[TASK DESCRIPTION] Rewrite the data from its first line through the line containing "[0,241,331,364]", substituting "cactus" for "desert plant" and leaving everything else unchanged.

*****

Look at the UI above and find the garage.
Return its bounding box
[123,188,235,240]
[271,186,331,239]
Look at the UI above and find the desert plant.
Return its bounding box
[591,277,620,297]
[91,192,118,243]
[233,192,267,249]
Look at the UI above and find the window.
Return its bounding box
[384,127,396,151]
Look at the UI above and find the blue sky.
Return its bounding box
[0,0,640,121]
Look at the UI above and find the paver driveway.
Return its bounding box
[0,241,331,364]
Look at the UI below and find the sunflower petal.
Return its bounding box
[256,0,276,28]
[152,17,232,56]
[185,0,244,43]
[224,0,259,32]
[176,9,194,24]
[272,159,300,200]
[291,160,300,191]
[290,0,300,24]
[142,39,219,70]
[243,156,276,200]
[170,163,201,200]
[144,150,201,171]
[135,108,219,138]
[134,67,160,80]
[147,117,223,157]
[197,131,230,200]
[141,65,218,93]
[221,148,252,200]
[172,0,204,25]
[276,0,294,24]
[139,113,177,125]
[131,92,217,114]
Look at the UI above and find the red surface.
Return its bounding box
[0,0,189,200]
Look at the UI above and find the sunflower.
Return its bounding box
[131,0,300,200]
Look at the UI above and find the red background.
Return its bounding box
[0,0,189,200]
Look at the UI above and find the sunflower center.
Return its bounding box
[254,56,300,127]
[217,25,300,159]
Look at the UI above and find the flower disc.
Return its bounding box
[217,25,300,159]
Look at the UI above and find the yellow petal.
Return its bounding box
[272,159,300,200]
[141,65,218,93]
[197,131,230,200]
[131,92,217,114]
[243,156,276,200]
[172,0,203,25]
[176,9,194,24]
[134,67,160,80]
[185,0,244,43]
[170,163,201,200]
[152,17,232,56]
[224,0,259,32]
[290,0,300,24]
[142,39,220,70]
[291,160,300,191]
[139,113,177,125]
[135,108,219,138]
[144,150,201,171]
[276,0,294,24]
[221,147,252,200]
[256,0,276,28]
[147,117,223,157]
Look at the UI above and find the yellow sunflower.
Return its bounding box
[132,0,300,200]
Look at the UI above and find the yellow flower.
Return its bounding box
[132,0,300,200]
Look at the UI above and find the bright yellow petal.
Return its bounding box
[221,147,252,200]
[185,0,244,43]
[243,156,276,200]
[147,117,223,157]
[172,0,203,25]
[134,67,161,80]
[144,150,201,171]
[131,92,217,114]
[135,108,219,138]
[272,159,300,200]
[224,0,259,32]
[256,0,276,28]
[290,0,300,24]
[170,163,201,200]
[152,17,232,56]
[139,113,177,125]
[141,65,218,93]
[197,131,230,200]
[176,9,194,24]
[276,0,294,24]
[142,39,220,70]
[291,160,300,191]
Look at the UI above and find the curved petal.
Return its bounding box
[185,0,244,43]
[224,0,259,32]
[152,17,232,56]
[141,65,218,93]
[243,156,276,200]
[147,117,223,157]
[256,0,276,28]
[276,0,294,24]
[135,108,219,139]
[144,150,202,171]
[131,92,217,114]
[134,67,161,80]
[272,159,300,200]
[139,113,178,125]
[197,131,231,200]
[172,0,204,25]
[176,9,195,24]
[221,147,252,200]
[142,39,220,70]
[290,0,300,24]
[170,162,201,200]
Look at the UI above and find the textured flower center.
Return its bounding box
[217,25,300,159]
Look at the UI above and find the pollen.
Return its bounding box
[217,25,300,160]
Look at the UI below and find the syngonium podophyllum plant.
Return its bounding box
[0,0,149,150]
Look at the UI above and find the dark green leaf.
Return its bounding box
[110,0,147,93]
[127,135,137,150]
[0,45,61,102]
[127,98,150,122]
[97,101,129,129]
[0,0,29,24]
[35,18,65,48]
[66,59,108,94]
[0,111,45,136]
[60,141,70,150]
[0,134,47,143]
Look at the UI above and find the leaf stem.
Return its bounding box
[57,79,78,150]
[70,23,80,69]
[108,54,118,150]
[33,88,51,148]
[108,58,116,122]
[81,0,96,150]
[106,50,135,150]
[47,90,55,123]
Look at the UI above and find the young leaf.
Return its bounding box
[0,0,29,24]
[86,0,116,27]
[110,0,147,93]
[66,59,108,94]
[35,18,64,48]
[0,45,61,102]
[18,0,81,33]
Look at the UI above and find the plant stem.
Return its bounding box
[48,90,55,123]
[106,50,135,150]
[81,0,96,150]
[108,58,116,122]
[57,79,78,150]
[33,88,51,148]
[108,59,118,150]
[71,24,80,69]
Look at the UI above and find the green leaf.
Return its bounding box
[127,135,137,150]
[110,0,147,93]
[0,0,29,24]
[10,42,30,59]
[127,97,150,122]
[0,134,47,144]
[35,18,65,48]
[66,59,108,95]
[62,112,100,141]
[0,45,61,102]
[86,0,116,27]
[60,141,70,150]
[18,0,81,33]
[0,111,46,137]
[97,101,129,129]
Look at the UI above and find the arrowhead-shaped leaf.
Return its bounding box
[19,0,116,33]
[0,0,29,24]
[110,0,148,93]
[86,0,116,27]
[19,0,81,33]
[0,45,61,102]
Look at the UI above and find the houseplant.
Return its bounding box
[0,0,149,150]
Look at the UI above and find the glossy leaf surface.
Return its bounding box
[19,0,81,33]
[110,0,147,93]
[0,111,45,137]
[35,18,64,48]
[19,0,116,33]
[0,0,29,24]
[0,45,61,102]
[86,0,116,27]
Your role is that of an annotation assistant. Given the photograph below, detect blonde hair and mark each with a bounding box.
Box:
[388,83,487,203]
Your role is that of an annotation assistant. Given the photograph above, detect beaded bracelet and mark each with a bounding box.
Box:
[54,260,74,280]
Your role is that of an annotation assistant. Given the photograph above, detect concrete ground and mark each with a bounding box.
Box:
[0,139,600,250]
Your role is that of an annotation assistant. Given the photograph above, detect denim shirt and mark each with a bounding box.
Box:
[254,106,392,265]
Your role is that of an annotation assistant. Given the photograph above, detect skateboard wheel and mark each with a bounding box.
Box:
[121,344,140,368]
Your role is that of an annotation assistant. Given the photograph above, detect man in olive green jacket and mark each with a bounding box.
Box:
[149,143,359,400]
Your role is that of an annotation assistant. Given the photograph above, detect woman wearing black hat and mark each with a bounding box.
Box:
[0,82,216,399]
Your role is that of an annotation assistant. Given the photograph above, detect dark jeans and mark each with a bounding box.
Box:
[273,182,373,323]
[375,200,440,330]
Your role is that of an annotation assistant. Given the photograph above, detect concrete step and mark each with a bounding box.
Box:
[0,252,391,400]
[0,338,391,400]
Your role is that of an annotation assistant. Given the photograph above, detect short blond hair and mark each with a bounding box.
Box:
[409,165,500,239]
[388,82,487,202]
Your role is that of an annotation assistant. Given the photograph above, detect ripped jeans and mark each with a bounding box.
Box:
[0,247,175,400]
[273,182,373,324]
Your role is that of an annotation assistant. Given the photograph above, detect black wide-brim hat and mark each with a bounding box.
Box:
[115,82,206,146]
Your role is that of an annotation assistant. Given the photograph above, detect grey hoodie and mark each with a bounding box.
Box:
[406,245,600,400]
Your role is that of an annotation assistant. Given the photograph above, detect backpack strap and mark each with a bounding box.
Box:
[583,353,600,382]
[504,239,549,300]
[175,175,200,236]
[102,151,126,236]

*****

[IN RESPONSE]
Look at the UI above and find the garage.
Return its bounding box
[123,188,235,240]
[271,186,331,239]
Look at the UI above and find the cactus.
Return its bounding box
[591,277,620,297]
[91,192,118,243]
[233,192,267,249]
Look at the UI above and find the window.
Return its bounding box
[384,127,396,151]
Look at the UI above and find the blue sky.
Return its bounding box
[0,0,640,121]
Look at the UI above and find the paver driveway.
Return its bounding box
[0,241,331,364]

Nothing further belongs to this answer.